[A run of lines]
──────
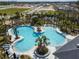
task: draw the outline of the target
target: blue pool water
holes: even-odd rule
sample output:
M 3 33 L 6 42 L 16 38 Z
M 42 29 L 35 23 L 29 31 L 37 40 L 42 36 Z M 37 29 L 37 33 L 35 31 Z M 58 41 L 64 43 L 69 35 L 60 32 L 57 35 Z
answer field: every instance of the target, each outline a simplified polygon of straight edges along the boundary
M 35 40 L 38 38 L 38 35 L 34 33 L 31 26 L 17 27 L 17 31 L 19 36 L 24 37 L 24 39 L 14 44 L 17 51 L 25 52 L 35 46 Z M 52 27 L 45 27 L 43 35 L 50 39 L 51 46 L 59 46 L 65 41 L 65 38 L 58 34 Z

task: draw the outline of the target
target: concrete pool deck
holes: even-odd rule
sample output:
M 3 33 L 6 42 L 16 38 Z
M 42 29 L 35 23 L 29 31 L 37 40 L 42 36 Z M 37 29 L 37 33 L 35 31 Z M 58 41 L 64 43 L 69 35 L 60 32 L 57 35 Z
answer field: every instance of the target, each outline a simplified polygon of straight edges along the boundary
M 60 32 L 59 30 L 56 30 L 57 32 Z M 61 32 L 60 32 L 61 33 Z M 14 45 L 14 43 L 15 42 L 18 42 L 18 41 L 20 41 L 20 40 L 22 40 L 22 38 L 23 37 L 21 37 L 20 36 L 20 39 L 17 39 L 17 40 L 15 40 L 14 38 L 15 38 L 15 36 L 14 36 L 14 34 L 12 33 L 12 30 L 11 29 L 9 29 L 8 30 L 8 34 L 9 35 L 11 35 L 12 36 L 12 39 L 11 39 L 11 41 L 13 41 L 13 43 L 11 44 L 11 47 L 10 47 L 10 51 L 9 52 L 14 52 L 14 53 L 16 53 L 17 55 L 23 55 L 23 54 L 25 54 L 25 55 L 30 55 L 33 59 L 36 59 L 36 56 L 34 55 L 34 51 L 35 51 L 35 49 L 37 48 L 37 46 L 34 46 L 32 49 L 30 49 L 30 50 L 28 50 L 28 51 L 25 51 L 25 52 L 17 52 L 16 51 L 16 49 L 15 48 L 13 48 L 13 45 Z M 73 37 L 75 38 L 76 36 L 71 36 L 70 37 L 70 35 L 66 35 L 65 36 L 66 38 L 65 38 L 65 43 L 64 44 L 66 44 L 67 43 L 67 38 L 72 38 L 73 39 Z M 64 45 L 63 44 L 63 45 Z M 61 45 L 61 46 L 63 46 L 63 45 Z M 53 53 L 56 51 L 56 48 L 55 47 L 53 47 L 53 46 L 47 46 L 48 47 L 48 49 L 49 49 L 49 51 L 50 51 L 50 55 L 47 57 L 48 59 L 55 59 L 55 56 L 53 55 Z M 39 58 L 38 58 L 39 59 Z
──────
# EXERCISE DETAILS
Turn every line above into a numbered list, skipping any blank lines. Leave the pictures out of your list.

# ANSWER FOR THIS EXERCISE
1. task: draw the outline of the target
2. target: blue pool water
3. holes: even-odd rule
4. sample output:
5. M 3 33 L 6 42 L 16 38 Z
6. M 42 29 L 35 23 L 29 31 L 37 40 L 42 36 Z M 37 29 L 37 33 L 35 31 Z M 58 41 L 64 43 L 69 35 L 60 32 L 57 35 Z
7. answer field: every instance of the target, each outline a simplified polygon of straight edges along the boundary
8. M 35 40 L 38 38 L 38 35 L 34 33 L 31 26 L 17 27 L 17 31 L 19 36 L 24 37 L 24 39 L 14 44 L 17 51 L 25 52 L 35 46 Z M 52 27 L 45 27 L 43 35 L 50 39 L 51 46 L 59 46 L 65 41 L 65 38 L 58 34 Z
9. task: draw the outline of the target
10. target: concrete pool deck
11. holes: even-odd rule
12. sample output:
13. M 3 33 L 6 42 L 16 38 Z
14. M 42 29 L 35 23 L 29 31 L 37 40 L 42 36 Z M 37 29 L 37 33 L 35 31 Z M 58 41 L 64 43 L 69 35 L 60 32 L 57 35 Z
15. answer field: every instance of the target, each outline a simplified polygon of straight edges along the boundary
16. M 60 32 L 59 30 L 56 30 L 57 32 Z M 61 32 L 60 32 L 61 33 Z M 14 45 L 14 43 L 15 42 L 18 42 L 18 41 L 20 41 L 20 40 L 22 40 L 22 38 L 23 37 L 21 37 L 20 36 L 20 39 L 17 39 L 17 40 L 15 40 L 14 38 L 15 38 L 15 36 L 14 36 L 14 34 L 12 33 L 12 30 L 11 29 L 9 29 L 8 30 L 8 34 L 9 35 L 11 35 L 12 36 L 12 39 L 11 39 L 11 41 L 13 41 L 13 43 L 11 44 L 11 47 L 10 47 L 10 51 L 9 52 L 14 52 L 14 53 L 16 53 L 17 55 L 23 55 L 23 54 L 25 54 L 25 55 L 30 55 L 33 59 L 36 59 L 36 56 L 34 55 L 34 51 L 35 51 L 35 49 L 37 48 L 37 46 L 34 46 L 32 49 L 30 49 L 30 50 L 28 50 L 28 51 L 25 51 L 25 52 L 17 52 L 16 51 L 16 49 L 15 48 L 13 48 L 13 45 Z M 73 37 L 75 38 L 76 36 L 71 36 L 70 37 L 70 35 L 66 35 L 65 36 L 66 38 L 65 38 L 65 43 L 64 44 L 66 44 L 67 43 L 67 38 L 72 38 L 73 39 Z M 64 45 L 63 44 L 63 45 Z M 61 45 L 61 46 L 63 46 L 63 45 Z M 53 53 L 56 51 L 56 48 L 55 47 L 53 47 L 53 46 L 47 46 L 48 47 L 48 49 L 49 49 L 49 51 L 50 51 L 50 55 L 47 57 L 48 59 L 55 59 L 55 56 L 53 55 Z M 39 58 L 38 58 L 39 59 Z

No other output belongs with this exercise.